---- 提供された抜粋

二人の共作〔グロリア〕は、兎に角、スピード感溢れる、カッコイイ映画だった。

打って変わって、本作は両親の片鱗を微塵も感じさせない、
押さえた静かな映画。
泣き所たっぷりで、ティッシュが必携との触れ込みだが、さて如何か?

『アナ』は白血病の姉『ケイト』のドナーとされるべく、
体外受精卵子を選別された末に生まれて来た。
”臍帯血””血液””骨髄”等、様々な提供を受け入れてきたが、
13歳になった時に『腎臓』の移植を求められ、
それを拒否するために両親を相手に訴訟を起こす。

主な登場人物は、他に『母(キャメロン・ディアス)』『父』『兄』、
そして『母の妹』。
映画は主要人物各人のモノローグから始まる。
カットバックを併用して、こと此処に到った経緯が語られる。

時代は経年になっておらず、話者もころころと変わるのだが、
監督の手腕だろう、違和感無く時系列化できる。

原題の〔My Sister's Keeper〕の方が、
(当たり前だが)内容を体現して絶妙だが、
『母』以外の登場人物は、力点が分散して、存在感は希薄である。
登場人物に感情移入できず、何と無く引いた目で見てしまう。

『アナ』は自分の存在意義に深く懊悩するわけではない。
また両親も、彼女を生んだ経緯を不自然にはとらえていないようで、
一般の感情からすると違和感が残る。
それとも、追い詰められた人間は、皆こうなってしまうのだろうか。

唯一『キャメロン・ディアス』のみが、
『ケイト』のために自分の職を含む全てを擲ち、
家族にもそれを強要する”Keeper”としての存在を体現する熱演である。

正直言って、観終わっても、涙の一筋も流れなかった。
泣かせる仕掛けは満載だが、最後まで醒めた目で見てしまった。

とは言うものの、映画の出来自体は悪くない。
移り行く四季の描写も素晴しい。
何よりも、死の淵にいる『ケイト』を、本人の希望で浜辺に連れ出し、
家族揃って半日を過ごすシーンは悲しくも美しいし、素晴しい。
勿論、”Keeper”である『母』は最初反対するのだが、
それを振り切る『父』が、本作中唯一見せた存在感の場面でもあった。

--------
---- データセット行

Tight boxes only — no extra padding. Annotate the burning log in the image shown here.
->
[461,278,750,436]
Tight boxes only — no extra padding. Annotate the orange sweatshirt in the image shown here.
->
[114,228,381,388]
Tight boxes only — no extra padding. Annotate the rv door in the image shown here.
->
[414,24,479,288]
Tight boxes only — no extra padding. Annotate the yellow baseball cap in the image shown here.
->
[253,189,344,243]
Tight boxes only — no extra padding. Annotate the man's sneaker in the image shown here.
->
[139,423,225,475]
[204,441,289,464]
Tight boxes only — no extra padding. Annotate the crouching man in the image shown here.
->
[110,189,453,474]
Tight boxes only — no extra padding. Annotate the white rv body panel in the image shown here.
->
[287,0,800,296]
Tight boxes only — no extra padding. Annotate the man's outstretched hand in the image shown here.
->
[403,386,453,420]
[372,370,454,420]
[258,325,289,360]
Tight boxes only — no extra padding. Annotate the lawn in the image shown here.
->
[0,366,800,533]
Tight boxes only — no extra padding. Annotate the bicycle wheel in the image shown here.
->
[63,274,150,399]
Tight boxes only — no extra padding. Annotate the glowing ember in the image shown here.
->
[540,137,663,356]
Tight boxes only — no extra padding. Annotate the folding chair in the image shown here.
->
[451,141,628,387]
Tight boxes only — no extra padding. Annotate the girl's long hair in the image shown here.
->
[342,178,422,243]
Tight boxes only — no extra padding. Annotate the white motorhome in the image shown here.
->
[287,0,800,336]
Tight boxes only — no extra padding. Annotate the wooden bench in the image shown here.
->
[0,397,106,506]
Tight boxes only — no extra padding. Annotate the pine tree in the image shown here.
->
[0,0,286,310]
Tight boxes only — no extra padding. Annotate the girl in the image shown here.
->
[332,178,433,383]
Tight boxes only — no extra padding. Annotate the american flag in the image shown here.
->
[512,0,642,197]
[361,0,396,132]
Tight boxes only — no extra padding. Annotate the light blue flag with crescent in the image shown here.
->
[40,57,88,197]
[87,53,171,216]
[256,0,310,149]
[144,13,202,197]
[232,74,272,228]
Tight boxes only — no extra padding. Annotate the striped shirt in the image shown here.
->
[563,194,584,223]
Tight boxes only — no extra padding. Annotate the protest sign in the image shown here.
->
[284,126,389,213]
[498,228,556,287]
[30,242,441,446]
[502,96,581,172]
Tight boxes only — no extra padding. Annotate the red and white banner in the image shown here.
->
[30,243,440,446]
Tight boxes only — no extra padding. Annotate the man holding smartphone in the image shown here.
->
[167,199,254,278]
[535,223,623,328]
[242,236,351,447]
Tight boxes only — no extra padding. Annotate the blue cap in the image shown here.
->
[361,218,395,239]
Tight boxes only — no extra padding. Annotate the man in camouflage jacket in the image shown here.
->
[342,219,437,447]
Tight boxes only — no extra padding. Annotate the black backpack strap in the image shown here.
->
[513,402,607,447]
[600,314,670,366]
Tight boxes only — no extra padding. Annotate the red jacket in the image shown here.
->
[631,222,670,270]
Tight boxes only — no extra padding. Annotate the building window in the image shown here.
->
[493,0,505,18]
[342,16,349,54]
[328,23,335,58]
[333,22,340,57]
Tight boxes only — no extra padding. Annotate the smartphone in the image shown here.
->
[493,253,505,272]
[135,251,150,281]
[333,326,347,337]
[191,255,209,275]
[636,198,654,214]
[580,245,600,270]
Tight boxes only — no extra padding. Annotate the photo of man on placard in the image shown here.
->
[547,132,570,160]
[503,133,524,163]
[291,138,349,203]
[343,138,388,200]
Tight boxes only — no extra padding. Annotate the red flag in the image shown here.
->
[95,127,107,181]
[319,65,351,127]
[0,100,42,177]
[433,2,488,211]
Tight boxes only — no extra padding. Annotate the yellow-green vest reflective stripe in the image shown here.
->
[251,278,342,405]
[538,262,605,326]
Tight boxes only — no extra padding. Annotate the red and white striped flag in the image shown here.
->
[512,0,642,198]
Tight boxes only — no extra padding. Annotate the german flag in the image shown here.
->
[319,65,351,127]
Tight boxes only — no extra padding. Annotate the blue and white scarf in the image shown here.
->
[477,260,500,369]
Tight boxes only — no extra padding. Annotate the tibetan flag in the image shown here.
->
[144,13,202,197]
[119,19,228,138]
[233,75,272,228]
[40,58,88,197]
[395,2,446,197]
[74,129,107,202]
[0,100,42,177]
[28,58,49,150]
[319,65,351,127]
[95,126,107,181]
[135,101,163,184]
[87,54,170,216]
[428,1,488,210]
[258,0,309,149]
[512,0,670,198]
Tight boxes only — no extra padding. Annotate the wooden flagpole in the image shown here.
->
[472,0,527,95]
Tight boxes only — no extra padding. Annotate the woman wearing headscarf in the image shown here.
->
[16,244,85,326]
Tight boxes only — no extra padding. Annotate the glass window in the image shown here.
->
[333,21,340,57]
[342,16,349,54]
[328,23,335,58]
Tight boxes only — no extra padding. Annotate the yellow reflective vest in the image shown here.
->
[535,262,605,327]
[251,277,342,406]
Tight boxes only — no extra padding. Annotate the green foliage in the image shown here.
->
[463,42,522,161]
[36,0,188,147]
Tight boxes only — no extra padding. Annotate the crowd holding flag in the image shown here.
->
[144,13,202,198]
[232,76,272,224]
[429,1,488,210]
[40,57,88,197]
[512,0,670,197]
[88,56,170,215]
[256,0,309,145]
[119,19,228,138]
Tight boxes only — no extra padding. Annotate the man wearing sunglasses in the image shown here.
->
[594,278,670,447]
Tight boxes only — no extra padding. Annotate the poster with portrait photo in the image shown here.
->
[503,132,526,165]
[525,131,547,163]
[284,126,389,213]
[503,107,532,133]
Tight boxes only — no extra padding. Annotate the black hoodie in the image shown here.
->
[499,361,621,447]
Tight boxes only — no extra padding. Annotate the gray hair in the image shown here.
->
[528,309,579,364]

--------

与えられた指示 1: この映画評の筆者が作品を「引いた目」で見てしまうのはなぜですか?映画評に書かれている理由を1〜3文で説明してください。
与えられた指示 2: この映画評によると、『アナ』が『腎臓』の移植を求められたのは何歳の時ですか?
与えられた指示 3:
次の(a)〜(c)は、この映画評の内容と合っていますか?それぞれ「はい」か「いいえ」で答え、判断の根拠となる映画評の語句をそのまま引用してください。
(a) 映画は主要人物それぞれのモノローグから始まる。
(b) 筆者は観終わった後に涙を流した。
(c) 浜辺のシーンで『母』は初めから賛成していた。
ここにあるエントリは、別の出典から取ったものです。

記述回答 1: 『母』以外の登場人物は力点が分散していて、存在感が希薄だからです。そのため筆者は登場人物に感情移入できませんでした。

記述回答 2: 13歳になった時です。

記述回答 3:
(a) はい。「映画は主要人物各人のモノローグから始まる。」
(b) いいえ。「観終わっても、涙の一筋も流れなかった。」
(c) いいえ。「”Keeper”である『母』は最初反対するのだが」